FEC -  Folia Electronica Classica (Louvain-la-Neuve) - Numéro 25  - janvier-juin 2013

 


 

Jean d'Outremeuse, traducteur des Mirabilia et des Indulgentiae

 

Introduction : Les Mirabilia urbis Romae et leur tradition

 

par


Jacques
Poucet

 

Professeur émérite de l'Université de Louvain

Membre de l'Académie royale de Belgique
<jacques.poucet@skynet.be>

 


 

  

La complexité d’une tradition : questions de terminologie

 

     Dans un article précédent sur l'évolution des Mirabilia Romae (cfr FEC, t. 24, 2012), nous avons relevé l’ambiguïté de l’expression Mirabilia (Romae) et les risques de son utilisation. Rappelons en quelques paragraphes le contenu de cet article.

    Mirabilia veut simplement dire « les curiosités, les choses à voir » (en l’occurrence à Rome), mais l’expression est couramment utilisée pour désigner un genre littéraire : celui des ouvrages qui présentent « ce qu’il faut voir à Rome », les ancêtres en quelque sorte de nos guides de voyage. Mais le genre ainsi désigné a connu au fil des siècles une profonde évolution et l’expression Mirabilia (Romae) recouvre des réalités bien différentes, qu'il faut avoir bien à l'esprit si on veut l'utiliser correctement.

     Cet article évoquait d’abord le traité des Mirabilia urbis Romae (avant 1150) en tant qu’Urtext, lequel traité, avec ses versions dérivées et ses traductions-adaptations, constitue ce qu’on peut appeler la « tradition des Mirabilia au sens strict ». Il notait ensuite qu’à partir du XIVe siècle, le genre a connu une transformation importante marquée par l’apparition et le développement de « guides du pèlerin », ouvrages fort différents des précédents mais constituant néanmoins avec eux « la tradition des Mirabilia au sens large ». Il présentait enfin l’utilisation que d’autres ouvrages (chroniques ou récits de voyageurs) avait faite de notices en provenance de la tradition des Mirabilia (au sens strict et au sens large).

     Il était largement inspiré des importants travaux récents de Mme Nina R. Miedema, et comme les pages suivantes y feront encore souvent allusion, nous les rappellerons dans l’encadré ci-dessous.

* Enregistrements extraits:
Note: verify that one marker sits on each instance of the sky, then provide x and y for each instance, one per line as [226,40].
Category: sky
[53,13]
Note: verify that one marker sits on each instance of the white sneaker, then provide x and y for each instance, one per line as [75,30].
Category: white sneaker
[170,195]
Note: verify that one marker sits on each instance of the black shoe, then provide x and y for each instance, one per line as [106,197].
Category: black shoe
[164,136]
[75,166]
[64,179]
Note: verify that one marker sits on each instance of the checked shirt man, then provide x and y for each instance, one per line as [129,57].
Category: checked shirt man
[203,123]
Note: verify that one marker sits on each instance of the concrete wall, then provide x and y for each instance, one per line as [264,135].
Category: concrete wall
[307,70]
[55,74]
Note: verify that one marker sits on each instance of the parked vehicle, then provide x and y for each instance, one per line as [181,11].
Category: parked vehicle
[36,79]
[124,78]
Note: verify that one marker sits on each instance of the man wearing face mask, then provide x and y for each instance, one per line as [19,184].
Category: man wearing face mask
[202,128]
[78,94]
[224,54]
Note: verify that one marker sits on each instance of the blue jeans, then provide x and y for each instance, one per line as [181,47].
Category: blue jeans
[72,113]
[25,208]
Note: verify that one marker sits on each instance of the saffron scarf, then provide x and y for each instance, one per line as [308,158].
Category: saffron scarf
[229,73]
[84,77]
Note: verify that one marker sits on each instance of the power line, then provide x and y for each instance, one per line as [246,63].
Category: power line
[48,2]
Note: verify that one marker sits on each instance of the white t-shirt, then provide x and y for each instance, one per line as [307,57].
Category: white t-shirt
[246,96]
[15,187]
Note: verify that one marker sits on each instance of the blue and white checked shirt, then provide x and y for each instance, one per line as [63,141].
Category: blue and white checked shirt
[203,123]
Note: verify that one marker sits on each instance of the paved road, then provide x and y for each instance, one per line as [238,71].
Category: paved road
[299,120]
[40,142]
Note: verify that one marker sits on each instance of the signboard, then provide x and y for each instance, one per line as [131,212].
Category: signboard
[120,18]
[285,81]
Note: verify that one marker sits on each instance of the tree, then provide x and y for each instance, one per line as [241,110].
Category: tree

* Tâche à faire:
Résumez le texte présenté en deux phrases. On n'a pas besoin des enregistrements ici.

* Bonne réponse:
Le mot Mirabilia signifie « les curiosités, les choses à voir » à Rome, mais il désigne aussi un genre littéraire, celui des ouvrages qui présentent ce qu'il faut voir à Rome, et ce genre a beaucoup évolué au fil des siècles. L'article précédent distinguait la tradition au sens strict, bâtie sur le traité des Mirabilia urbis Romae d'avant 1150, et la tradition au sens large, qui inclut les « guides du pèlerin » apparus à partir du XIVe siècle, puis montrait comment des chroniques ou des récits de voyageurs ont repris des notices de cette tradition.